* **What the task requires**: Gather every line below that contains the word "jacket", and copy each of those lines in full.

* **Dataset extract**:
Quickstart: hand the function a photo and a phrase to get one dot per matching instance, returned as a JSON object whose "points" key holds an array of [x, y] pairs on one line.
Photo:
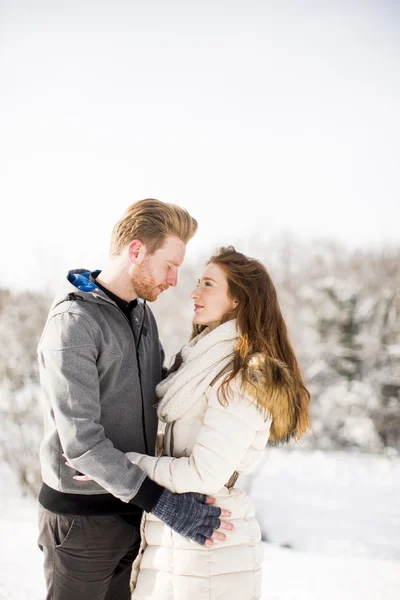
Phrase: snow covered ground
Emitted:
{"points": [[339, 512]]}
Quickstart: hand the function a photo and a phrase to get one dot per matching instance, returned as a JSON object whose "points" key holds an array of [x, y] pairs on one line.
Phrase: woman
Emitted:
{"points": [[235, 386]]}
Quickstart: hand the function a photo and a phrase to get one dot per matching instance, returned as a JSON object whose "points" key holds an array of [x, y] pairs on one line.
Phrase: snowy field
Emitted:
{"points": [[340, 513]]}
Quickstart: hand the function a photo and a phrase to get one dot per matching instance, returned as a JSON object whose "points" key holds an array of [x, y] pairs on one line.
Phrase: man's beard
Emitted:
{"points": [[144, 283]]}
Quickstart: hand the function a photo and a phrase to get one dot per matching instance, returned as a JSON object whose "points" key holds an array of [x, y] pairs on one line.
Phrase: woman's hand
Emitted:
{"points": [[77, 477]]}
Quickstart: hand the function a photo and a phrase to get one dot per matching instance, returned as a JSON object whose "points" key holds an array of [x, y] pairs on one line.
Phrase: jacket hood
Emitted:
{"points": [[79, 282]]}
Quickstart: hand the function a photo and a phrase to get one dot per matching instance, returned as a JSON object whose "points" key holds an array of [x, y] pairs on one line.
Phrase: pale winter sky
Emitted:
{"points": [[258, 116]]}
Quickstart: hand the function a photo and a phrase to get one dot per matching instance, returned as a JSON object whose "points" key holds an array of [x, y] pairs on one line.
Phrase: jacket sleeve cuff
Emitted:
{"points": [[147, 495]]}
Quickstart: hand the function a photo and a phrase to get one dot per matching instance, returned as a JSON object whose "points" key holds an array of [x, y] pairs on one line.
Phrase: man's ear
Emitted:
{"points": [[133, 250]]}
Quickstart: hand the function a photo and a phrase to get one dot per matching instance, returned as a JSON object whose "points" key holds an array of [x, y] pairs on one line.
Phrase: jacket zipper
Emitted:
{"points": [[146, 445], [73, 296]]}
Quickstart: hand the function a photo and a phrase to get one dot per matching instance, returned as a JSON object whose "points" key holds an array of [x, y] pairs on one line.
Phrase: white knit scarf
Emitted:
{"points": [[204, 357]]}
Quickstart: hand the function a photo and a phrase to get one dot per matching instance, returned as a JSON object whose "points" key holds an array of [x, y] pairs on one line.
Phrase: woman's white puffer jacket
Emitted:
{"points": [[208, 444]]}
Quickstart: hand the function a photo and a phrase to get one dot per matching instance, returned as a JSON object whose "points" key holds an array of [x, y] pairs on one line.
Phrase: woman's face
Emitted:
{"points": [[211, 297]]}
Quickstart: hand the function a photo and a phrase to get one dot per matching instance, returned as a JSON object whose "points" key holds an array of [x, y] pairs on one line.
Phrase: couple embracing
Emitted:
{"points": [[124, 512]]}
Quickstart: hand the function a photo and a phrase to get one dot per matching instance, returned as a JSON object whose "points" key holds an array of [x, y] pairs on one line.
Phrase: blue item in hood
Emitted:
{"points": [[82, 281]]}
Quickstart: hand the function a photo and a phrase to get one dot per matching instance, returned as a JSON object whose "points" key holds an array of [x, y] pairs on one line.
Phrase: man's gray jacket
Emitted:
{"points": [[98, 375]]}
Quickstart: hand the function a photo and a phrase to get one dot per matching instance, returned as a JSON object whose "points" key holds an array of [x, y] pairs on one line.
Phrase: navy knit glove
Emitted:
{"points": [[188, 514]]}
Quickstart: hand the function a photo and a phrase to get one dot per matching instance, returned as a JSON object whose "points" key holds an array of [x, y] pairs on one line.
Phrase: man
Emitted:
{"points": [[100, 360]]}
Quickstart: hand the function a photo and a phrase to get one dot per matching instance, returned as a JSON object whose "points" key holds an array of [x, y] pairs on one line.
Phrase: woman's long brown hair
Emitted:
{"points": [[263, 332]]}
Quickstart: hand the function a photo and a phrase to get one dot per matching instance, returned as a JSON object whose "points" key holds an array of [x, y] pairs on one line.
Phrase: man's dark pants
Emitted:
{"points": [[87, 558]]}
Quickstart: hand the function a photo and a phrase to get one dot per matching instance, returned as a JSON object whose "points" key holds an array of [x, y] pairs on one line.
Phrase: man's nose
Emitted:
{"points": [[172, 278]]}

* **Exercise result**:
Phrase: jacket hood
Phrase: jacket sleeve cuff
Phrase: jacket zipper
Phrase: woman's white puffer jacket
Phrase: man's gray jacket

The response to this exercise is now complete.